WRITTEN EXERCISE 1.
Matching case exactly, how many lines in the entries below contain the string "hand"? Reply with the number alone.

PAGE.
⟨

Welcome to the contrarian algorithm. As algorithms silently curate the social media world, an alternate reality also exists, starring the humans who win at losing the social media game — a secret cinematic world seen only by robots. Does the Internet suck? Or do just the parts we get to see suck?
‘What the Robot Saw’ is live, continuously-generated, robot film, curated, analyzed and edited using computer vision, neural networks, and contrarian search algorithms. It’s a Sunday drive through the awkward intersections of performance, surveillance, voyeurism, and robots — in the age of the talking head. The Robot catches glimpses of some of the least viewed recent videos on YouTube, featuring first person narratives by some of the people commercial ranking algorithms conceal.

⟩

DATA.
⟨

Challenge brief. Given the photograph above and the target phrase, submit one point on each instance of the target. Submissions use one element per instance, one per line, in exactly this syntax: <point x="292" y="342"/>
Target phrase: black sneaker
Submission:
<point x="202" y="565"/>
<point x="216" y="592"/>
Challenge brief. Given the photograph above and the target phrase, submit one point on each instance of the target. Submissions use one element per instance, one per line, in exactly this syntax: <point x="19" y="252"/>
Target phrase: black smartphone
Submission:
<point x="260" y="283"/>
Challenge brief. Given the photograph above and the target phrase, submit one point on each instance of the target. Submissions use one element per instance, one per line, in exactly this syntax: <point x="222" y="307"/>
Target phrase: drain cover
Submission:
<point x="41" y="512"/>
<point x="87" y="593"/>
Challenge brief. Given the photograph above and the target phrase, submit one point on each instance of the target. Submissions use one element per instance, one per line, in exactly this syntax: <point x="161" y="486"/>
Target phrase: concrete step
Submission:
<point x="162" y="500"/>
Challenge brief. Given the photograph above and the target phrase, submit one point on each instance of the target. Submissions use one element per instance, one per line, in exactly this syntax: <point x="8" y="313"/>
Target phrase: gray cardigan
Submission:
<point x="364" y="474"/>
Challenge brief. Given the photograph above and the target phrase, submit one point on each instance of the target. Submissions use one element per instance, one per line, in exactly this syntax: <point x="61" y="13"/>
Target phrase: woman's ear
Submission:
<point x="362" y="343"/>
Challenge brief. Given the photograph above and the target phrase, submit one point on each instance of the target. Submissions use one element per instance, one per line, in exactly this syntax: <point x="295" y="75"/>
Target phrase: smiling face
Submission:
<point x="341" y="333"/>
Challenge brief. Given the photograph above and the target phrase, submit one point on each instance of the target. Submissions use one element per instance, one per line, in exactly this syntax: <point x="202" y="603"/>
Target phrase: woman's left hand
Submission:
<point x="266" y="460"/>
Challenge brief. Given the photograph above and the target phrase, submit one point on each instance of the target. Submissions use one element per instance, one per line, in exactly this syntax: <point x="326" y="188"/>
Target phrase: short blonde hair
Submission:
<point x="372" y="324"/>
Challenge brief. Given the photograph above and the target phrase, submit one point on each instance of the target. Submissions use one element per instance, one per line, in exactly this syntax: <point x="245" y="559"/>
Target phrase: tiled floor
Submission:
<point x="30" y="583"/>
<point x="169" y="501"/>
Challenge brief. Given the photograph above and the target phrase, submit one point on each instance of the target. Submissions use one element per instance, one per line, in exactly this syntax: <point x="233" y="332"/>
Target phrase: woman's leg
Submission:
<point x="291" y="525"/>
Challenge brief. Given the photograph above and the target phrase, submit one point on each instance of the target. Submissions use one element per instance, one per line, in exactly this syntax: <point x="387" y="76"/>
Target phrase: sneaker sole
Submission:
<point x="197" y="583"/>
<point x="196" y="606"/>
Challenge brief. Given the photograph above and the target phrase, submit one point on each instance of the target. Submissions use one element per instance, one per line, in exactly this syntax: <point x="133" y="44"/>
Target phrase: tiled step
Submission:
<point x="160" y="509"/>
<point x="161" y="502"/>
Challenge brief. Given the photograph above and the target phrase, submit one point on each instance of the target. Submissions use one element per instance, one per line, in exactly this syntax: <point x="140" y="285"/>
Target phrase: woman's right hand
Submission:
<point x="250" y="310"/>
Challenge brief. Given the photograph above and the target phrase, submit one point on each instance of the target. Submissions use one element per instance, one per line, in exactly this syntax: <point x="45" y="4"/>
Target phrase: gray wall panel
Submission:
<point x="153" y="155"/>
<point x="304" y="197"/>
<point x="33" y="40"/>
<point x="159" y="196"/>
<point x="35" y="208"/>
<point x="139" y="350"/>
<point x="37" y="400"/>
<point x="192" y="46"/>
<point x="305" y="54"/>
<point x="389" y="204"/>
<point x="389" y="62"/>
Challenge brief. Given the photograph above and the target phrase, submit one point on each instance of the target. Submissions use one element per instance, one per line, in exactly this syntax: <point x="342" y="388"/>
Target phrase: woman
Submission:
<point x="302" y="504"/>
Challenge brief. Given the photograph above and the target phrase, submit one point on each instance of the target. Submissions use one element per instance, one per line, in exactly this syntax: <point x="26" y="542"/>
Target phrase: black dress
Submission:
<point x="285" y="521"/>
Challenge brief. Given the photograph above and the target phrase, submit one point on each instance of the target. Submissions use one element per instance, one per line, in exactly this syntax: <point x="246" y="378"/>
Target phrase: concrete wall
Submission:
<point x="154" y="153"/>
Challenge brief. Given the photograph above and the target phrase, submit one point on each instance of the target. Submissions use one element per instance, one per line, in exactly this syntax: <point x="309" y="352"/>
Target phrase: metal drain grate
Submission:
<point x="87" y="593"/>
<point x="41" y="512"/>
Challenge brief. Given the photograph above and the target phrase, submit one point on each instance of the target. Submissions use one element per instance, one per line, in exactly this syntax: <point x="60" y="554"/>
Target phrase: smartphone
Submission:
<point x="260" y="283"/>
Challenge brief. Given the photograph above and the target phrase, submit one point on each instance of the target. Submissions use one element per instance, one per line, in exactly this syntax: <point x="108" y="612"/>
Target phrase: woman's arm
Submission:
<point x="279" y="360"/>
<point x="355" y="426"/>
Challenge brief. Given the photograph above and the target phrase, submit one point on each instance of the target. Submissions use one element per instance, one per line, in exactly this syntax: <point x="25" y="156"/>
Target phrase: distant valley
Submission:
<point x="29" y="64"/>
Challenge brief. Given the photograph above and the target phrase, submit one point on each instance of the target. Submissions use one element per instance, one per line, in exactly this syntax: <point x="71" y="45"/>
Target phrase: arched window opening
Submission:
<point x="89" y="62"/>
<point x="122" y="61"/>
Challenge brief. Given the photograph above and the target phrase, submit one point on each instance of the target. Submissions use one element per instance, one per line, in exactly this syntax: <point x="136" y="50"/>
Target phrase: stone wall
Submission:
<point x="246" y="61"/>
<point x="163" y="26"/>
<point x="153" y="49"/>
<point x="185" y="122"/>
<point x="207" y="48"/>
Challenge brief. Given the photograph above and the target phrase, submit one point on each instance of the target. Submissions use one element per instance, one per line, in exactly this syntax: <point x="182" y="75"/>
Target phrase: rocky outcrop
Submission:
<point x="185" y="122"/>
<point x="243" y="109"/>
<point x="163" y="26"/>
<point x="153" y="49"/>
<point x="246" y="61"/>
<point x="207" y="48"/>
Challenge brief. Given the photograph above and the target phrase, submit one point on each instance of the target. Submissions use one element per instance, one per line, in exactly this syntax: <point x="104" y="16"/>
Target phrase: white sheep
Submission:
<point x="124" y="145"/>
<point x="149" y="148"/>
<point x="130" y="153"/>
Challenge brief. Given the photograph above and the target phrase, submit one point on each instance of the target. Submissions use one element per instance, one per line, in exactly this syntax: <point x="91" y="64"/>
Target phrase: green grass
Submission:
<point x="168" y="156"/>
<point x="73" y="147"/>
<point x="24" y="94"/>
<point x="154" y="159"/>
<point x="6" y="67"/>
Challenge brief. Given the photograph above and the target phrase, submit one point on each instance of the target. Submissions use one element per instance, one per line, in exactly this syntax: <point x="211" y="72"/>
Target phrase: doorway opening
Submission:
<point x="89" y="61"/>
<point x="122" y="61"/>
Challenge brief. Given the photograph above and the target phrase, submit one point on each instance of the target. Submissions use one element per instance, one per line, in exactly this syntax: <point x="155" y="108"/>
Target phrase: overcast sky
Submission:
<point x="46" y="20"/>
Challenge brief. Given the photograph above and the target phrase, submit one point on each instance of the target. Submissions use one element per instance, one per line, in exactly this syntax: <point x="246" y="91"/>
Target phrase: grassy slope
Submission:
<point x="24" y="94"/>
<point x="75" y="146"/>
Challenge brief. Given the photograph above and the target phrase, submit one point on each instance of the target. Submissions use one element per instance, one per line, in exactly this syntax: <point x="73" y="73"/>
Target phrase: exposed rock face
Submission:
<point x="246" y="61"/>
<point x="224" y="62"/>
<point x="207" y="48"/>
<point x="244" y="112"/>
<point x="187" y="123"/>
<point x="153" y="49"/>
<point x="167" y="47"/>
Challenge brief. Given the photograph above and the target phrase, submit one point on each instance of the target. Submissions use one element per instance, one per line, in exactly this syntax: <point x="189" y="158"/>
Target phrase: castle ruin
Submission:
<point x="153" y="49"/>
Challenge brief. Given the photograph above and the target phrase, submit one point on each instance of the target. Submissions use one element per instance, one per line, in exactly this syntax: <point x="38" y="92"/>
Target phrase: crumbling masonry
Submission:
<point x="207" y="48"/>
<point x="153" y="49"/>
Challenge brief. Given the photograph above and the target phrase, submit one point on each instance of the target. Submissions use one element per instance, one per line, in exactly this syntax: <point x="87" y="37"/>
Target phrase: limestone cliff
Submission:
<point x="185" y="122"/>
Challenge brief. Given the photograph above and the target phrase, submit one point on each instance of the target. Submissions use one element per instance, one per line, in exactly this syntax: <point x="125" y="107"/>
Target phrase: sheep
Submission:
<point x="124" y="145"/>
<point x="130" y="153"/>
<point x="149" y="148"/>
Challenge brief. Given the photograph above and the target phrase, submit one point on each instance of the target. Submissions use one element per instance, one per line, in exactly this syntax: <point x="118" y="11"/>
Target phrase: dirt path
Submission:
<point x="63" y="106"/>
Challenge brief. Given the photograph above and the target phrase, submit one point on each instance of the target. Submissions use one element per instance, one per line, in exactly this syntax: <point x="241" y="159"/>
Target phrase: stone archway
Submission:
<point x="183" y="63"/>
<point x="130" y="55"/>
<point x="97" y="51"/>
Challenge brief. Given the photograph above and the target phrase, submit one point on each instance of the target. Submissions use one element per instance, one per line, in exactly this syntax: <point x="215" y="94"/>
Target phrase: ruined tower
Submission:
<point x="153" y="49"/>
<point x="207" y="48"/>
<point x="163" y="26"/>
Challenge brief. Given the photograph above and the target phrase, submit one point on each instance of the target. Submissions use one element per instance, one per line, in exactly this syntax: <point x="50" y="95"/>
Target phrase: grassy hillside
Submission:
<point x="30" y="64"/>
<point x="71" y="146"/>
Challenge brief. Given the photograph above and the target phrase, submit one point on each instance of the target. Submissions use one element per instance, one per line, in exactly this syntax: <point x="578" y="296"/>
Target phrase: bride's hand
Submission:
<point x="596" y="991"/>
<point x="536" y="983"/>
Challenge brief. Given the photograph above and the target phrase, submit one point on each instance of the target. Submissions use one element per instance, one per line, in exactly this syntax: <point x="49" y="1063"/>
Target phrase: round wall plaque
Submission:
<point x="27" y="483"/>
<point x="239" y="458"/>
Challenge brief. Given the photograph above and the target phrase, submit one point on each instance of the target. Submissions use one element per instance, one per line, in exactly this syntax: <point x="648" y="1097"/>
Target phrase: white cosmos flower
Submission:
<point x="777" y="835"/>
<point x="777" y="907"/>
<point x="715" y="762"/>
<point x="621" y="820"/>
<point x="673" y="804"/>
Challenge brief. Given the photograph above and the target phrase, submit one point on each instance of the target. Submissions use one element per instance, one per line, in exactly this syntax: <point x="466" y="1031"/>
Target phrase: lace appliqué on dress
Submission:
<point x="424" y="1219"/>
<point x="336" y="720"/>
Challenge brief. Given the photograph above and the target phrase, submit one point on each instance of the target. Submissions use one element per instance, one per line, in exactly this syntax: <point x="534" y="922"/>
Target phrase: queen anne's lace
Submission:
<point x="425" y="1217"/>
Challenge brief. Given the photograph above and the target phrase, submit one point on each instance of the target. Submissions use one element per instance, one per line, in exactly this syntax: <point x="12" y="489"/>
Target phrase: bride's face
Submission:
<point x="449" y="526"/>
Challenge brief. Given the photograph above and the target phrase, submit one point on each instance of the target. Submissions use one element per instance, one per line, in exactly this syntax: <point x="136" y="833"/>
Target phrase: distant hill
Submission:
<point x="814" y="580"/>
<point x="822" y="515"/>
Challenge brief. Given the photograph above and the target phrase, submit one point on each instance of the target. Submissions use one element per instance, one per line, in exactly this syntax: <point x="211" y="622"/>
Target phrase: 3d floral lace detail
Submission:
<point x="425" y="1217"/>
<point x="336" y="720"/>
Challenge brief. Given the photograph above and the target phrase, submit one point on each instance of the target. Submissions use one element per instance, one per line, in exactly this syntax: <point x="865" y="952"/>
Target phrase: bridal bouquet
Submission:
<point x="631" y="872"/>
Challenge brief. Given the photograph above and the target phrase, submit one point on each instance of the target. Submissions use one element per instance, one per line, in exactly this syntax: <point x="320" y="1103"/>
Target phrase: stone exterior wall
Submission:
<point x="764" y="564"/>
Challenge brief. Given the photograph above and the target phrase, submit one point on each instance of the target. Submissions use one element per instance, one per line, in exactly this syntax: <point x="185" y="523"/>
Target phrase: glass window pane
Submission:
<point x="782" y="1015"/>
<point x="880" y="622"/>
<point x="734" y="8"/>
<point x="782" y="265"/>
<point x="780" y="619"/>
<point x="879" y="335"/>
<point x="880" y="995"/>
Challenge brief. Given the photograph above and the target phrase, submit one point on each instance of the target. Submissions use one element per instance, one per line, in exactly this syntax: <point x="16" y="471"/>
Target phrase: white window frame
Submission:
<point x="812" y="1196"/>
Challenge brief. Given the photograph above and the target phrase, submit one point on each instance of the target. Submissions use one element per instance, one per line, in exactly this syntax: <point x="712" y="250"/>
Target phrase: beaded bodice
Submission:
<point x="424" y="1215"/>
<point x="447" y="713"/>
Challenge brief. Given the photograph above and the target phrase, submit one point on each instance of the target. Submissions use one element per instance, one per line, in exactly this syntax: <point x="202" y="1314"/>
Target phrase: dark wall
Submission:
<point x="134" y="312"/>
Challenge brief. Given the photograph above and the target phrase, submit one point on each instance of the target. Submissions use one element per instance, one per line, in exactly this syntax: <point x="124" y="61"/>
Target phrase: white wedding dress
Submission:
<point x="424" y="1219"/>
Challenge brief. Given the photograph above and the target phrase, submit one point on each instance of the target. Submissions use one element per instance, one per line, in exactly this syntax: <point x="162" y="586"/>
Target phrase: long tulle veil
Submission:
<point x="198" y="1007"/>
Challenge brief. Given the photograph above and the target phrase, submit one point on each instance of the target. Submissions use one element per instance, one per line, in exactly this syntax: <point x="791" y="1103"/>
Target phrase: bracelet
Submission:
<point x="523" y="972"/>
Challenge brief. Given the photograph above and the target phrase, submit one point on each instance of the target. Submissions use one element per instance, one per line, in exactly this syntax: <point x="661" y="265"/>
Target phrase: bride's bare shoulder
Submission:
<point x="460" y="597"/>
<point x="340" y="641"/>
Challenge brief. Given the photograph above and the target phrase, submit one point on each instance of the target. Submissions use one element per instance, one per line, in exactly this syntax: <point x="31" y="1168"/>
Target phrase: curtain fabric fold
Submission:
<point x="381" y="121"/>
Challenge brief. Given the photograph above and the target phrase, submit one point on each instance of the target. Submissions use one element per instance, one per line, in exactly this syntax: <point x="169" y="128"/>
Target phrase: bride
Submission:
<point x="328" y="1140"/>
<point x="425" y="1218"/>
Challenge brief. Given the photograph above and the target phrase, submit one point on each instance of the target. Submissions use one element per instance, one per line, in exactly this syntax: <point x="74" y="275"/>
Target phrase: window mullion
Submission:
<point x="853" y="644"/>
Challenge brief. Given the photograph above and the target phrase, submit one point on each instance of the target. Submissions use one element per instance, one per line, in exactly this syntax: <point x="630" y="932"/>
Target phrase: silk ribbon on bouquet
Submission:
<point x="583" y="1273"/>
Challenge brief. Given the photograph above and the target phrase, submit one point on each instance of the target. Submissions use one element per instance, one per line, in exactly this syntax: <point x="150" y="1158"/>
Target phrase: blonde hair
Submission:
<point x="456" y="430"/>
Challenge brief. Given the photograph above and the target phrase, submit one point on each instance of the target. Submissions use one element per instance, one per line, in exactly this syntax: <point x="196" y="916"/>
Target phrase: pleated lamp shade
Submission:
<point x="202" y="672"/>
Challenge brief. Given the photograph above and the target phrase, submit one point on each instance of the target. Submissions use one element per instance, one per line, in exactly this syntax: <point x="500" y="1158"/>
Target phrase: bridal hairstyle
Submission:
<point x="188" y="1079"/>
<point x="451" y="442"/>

⟩

WRITTEN EXERCISE 2.
Carry on the description of the robot film above, starting right after its final sentence.

EXERCISE RESULT 1.
3

EXERCISE RESULT 2.
The Robot continuously makes its way through the world of low engagement online video, carefully organizing and describing the people and scenes it features in its documentary. The film is generated and titled algorithmically from among the least viewed and subscribed YouTube videos uploaded in recent hours and days. “What the Robot Saw” documents the complicated relationship between the world’s surveillant and curatorial AI robots and the humans who are both their subjects and their stars — people they superficially observe and analyze but cannot comprehend.
Much more info (on both the conceptual and techy sides) at what-the-robot-saw.com.
^^^Please turn on the sound.^^^… ‘What the Robot Saw’ is intended for fullscreen viewing if you can…
If the stream’s not live, or to scrub through the live or recent videos, view them on Twitch.
Thrice daily intermissions last four minutes; stream resumes on the hour.
An invisible audience of software robots continually analyze and curate content on the Internet. Videos by non-“YouTube stars” that algorithms don’t promote to the top of the search rankings or the “recommended” sidebar may be seen by few or no human viewers. For these videos, robots may be the primary audience. In ‘What the Robot Saw,’ the Robot is AI voyeur turned director: classifying and magnifying the online personas of the subjects of a never-ending film.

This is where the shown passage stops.